**Work instructions:** Would you please copy the part of the material below that opens with the line containing "Where can you see the stucco" and closes with the line containing "Where can you see the utility"? Copy it exactly, and only it.

**Given data:**

-=-=-

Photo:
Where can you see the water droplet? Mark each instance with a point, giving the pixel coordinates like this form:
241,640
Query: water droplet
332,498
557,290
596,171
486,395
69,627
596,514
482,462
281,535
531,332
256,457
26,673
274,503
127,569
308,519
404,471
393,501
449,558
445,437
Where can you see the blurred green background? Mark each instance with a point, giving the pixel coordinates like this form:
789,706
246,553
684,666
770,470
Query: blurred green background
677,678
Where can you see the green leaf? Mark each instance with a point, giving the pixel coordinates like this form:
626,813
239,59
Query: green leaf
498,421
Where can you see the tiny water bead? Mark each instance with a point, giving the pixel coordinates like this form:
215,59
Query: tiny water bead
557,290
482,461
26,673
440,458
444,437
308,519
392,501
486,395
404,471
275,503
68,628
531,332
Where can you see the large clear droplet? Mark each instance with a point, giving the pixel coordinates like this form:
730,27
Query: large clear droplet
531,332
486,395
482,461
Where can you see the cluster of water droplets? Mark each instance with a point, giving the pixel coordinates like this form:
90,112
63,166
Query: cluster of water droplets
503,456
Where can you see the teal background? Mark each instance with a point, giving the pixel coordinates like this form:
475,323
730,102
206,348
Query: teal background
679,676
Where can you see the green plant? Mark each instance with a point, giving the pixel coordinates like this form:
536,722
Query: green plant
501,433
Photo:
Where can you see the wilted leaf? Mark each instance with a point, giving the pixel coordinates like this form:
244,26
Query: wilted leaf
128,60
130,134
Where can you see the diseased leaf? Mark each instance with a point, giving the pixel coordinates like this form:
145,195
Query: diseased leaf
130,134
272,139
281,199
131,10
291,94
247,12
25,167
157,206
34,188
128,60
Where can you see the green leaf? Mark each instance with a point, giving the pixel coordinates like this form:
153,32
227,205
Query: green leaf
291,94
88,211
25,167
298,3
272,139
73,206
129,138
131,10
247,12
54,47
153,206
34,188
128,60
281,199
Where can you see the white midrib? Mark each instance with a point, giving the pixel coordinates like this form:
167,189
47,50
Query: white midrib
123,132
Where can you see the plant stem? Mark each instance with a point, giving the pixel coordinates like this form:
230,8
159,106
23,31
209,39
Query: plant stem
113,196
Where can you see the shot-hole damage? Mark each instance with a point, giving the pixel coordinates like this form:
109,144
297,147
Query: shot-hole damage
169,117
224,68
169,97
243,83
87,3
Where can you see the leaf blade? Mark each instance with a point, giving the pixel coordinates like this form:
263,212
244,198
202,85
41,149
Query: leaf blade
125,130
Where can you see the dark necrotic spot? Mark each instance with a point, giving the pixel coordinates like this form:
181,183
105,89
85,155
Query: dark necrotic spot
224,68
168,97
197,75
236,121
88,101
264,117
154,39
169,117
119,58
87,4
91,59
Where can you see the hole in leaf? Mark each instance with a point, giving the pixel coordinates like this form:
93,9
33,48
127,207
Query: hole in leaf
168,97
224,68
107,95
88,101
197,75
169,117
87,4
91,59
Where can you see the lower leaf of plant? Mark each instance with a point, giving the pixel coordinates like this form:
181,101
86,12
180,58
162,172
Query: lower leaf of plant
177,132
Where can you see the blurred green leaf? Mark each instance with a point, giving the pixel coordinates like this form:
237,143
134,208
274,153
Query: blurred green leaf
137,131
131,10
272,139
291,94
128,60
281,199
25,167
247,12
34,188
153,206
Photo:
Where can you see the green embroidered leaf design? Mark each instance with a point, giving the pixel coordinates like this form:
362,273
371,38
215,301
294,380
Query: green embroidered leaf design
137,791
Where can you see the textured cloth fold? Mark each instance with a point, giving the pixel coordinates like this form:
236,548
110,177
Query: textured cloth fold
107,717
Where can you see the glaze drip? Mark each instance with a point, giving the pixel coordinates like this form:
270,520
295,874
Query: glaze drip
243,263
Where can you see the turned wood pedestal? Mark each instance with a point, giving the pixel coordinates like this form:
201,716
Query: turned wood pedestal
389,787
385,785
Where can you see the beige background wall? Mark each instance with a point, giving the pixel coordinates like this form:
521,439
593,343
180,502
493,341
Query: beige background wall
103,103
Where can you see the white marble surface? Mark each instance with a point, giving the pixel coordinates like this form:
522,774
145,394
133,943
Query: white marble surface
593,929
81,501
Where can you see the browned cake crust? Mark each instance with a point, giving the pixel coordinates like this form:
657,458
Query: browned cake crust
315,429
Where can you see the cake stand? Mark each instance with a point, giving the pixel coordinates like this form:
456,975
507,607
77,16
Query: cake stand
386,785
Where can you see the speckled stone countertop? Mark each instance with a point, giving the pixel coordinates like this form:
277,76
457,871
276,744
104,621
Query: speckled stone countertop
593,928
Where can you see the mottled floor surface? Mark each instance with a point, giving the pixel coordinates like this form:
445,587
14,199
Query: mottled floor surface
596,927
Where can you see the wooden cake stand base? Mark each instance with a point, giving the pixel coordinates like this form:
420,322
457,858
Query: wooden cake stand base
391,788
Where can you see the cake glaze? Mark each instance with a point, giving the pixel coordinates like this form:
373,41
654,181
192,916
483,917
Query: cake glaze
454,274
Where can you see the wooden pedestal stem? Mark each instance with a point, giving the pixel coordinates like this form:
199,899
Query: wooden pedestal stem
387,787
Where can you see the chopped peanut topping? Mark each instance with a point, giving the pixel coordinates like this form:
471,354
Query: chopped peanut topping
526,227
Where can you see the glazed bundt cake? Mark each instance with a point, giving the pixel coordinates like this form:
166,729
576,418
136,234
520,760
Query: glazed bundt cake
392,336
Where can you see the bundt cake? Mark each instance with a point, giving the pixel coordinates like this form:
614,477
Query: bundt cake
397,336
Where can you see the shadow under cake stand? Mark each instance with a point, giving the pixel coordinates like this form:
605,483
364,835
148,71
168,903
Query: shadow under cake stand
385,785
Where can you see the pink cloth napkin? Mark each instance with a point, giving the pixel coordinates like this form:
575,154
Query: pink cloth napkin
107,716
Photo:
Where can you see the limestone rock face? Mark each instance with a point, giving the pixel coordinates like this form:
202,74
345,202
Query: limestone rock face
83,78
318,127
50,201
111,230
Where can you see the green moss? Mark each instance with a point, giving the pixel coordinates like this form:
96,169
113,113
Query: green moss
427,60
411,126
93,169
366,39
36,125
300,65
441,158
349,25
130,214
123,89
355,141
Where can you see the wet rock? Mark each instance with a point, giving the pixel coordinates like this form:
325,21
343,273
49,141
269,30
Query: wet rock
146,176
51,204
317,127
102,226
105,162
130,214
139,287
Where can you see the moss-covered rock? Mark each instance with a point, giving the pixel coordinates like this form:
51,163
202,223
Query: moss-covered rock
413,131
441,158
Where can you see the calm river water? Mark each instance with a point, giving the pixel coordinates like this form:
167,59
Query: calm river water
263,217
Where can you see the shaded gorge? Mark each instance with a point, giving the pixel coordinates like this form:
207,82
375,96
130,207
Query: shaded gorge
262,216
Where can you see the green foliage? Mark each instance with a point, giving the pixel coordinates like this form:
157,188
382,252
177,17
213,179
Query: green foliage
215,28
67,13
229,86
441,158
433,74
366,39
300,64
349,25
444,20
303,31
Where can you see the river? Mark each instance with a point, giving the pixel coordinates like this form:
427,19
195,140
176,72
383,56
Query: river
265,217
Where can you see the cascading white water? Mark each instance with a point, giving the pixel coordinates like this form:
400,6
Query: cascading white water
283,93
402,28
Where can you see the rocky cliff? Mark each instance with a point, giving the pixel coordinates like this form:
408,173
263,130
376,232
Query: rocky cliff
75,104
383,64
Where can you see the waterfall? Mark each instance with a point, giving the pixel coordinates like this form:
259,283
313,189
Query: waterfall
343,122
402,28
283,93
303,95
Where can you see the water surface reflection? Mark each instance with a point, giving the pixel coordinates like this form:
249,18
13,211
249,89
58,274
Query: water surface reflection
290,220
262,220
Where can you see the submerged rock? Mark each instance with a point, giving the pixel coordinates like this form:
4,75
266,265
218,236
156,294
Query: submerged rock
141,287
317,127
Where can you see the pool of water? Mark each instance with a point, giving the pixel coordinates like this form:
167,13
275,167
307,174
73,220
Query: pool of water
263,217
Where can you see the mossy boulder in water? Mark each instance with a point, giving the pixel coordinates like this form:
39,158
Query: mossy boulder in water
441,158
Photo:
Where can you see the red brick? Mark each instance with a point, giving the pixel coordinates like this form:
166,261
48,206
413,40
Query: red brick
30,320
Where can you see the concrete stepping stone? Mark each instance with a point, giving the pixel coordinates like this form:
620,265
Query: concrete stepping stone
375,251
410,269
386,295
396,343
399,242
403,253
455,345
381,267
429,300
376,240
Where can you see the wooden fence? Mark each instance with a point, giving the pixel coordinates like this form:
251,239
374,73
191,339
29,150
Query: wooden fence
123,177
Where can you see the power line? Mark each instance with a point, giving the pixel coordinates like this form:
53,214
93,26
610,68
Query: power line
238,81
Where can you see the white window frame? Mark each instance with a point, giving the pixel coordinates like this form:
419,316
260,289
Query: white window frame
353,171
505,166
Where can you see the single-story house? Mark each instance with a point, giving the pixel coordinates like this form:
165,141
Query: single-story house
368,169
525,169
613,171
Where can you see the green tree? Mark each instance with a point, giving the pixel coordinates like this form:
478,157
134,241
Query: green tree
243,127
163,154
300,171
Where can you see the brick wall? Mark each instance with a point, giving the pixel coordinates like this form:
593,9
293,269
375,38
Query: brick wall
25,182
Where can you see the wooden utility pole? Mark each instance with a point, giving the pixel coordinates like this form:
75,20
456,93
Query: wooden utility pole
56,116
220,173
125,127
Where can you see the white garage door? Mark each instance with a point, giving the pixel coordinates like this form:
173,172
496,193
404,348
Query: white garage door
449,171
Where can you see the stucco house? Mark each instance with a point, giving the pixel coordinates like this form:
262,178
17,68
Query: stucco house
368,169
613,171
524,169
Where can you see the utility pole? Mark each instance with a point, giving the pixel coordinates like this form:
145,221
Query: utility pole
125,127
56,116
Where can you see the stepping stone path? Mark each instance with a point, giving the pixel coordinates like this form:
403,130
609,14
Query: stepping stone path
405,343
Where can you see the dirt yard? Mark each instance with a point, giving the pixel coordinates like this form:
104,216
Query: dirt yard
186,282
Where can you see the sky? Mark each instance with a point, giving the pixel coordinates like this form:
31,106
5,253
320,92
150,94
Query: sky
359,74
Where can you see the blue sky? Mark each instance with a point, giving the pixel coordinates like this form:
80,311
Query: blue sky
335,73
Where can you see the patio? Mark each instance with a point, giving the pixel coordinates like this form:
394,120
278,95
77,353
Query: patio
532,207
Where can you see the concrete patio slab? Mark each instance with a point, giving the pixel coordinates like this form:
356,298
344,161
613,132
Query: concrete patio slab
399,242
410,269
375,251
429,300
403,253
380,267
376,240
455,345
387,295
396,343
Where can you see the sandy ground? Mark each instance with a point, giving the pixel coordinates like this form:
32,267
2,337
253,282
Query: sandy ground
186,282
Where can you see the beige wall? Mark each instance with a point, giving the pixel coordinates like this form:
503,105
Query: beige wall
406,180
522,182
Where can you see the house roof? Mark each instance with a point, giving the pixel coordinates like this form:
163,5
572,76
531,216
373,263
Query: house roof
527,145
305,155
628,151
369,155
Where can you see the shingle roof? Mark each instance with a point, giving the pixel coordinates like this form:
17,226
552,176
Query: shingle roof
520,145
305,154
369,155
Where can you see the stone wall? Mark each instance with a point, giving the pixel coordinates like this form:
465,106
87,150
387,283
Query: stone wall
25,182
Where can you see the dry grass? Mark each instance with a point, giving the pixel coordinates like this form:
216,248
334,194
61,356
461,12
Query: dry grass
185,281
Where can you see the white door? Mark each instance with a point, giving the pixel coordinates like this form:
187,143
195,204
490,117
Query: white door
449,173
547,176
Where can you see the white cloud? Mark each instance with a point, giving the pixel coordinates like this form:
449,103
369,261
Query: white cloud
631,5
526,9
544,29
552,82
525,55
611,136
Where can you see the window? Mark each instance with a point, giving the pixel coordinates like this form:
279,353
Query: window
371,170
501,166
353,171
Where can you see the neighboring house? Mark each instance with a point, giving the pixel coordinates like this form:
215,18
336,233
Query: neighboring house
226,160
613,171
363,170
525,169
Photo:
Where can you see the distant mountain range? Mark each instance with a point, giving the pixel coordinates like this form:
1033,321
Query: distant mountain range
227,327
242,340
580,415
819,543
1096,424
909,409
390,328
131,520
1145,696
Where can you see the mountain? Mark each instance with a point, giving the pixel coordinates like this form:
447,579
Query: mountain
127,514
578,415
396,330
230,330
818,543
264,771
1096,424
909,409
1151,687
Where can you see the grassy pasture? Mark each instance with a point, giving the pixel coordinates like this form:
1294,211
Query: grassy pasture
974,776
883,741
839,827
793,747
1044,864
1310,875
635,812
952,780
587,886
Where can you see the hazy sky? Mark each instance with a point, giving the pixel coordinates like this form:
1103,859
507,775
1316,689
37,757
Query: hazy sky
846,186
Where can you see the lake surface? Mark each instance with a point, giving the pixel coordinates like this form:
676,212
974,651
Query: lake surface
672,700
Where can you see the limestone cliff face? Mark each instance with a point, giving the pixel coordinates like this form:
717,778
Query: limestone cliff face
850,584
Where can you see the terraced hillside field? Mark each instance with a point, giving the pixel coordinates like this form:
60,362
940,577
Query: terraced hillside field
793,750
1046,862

-=-=-

**Task output:**
Where can you see the stucco house? Mark each instance with a point, giving the pixel coordinates like this form:
262,178
17,68
Query: stucco house
368,169
613,171
524,169
Where can you see the utility pole? Mark each instance with a point, giving the pixel coordinates like this form:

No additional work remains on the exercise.